*Fragmento de la página:*
#####

Por Patricia Otero, profesora del IEEM
Desde hace ya mucho tiempo, el tema de la motivación está sobre la mesa del directivo; es decir, el hecho de lograr que el equipo esté motivado forma parte del quehacer de quien lidera un grupo de personas.
Como profesora de Sistemas de Control, es algo que me resulta extremadamente relevante. Si al final el desvelo es lograr alineamiento, ¿cómo lograr esta motivación en la gente? En términos de Merchant, ¿cómo lograr que la gente quiera hacer lo que tiene que hacer? En esa búsqueda, encontré a una antropóloga española, Izanami Martínez, que profundizó en el estudio de la motivación con base en la neurociencia.
Según su investigación, la motivación no es algo que uno pueda alcanzar “poniéndole ganas” solamente, ni es algo que se genere por fuerza de voluntad. La motivación es un fenómeno biológico y, por eso, no puede controlarse de esa manera.
Entonces, ¿cómo se hace? Cuando nos enfrentamos a alguna tarea, el nivel de motivación que tenemos es el reflejo directo de la importancia que nuestro cerebro asigna a esa tarea. A través de la motivación, el cerebro nos asegura de que estamos concentrando nuestra atención y nuestros recursos físicos y mentales hacia una intención productiva.
¿Y cómo hace el cerebro para saber cuándo es necesario hacer algo? Cuando aparecen los tres detonantes de la motivación: el miedo, el placer o el propósito.
Debo confesar que me sorprendió pensar a la motivación como algo biológico, pero les comparto las conclusiones, pues creo que son muy importantes para la tarea de cualquier directivo.
Los detonantes de la motivación
1. El miedo
Sin lugar a dudas, el miedo es un poderoso motivador. Las cosas que hacemos por miedo las hacemos rápido, dándolo todo, sin perder la atención y bloqueando cualquier otra tarea. En la era de las cavernas, nos “motivábamos” a correr si veíamos a un tigre cerca. En el siglo XXI y en el ámbito laboral, ya no es un tigre que nos corre, sino plazos impostergables, contratos que deben cerrarse hoy, proyectos que deben completarse antes del fin de semana. Para quienes, como yo, tienden a procrastinar, el miedo puede ser un gran motivador: armar esa presentación para mañana, me ayuda a pensarla y a crearla en tiempo récord. Sin embargo, esta motivación tiene un costo alto para el organismo. La producción constante de adrenalina, noradrenalina y cortisol nos ayudan a “correr” para cumplir, pero desequilibran el funcionamiento general del cuerpo. El miedo, si se hace crónico, nos limita y nos agota, es por eso que no puede ser nuestro motor principal.

#####

*Datos registrados:*
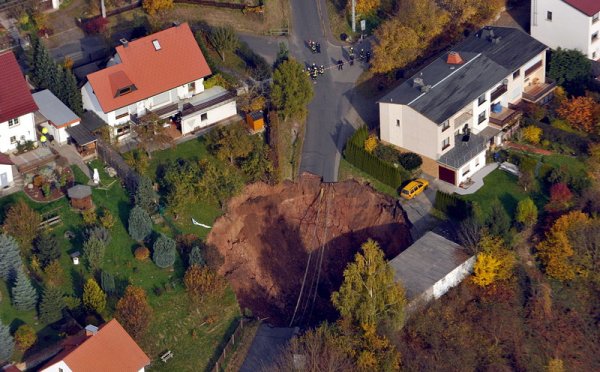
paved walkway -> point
(477, 179)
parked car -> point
(414, 188)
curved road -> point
(331, 114)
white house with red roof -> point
(103, 349)
(17, 106)
(568, 24)
(161, 73)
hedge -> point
(382, 171)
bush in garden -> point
(164, 252)
(140, 223)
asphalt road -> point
(331, 115)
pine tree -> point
(140, 223)
(52, 305)
(7, 343)
(10, 259)
(145, 196)
(24, 295)
(164, 252)
(93, 297)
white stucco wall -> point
(24, 131)
(569, 28)
(193, 122)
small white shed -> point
(431, 266)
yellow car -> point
(414, 188)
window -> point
(445, 143)
(481, 99)
(13, 122)
(445, 125)
(482, 117)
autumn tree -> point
(51, 305)
(153, 7)
(369, 294)
(94, 299)
(7, 343)
(527, 212)
(133, 311)
(10, 259)
(291, 90)
(580, 113)
(22, 223)
(25, 337)
(224, 40)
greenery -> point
(164, 252)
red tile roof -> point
(15, 97)
(111, 349)
(589, 7)
(177, 62)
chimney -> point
(454, 59)
(90, 330)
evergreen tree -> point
(23, 294)
(145, 196)
(7, 343)
(195, 257)
(140, 223)
(10, 259)
(164, 252)
(107, 281)
(47, 248)
(52, 305)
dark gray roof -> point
(79, 191)
(81, 134)
(426, 262)
(486, 63)
(464, 150)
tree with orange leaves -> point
(580, 113)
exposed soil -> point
(271, 233)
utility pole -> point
(353, 15)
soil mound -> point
(280, 241)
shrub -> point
(141, 253)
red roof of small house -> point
(110, 349)
(151, 65)
(588, 7)
(15, 97)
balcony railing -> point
(498, 92)
(536, 92)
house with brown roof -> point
(17, 107)
(161, 73)
(108, 348)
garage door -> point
(447, 175)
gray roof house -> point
(465, 100)
(431, 266)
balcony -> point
(538, 93)
(498, 92)
(505, 118)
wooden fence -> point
(227, 349)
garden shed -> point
(430, 267)
(81, 197)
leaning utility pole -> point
(353, 15)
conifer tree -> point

#####

*Tareas:*
- a) Según el texto sobre la motivación, ¿cuáles son los tres detonantes de la motivación?
- b) Transcribe del texto sobre la motivación el pasaje que comienza con "Entonces, ¿cómo se" y sigue hasta "una intención productiva.".

*Soluciones:*
- a) El miedo, el placer y el propósito.

- b)
Entonces, ¿cómo se hace? Cuando nos enfrentamos a alguna tarea, el nivel de motivación que tenemos es el reflejo directo de la importancia que nuestro cerebro asigna a esa tarea. A través de la motivación, el cerebro nos asegura de que estamos concentrando nuestra atención y nuestros recursos físicos y mentales hacia una intención productiva.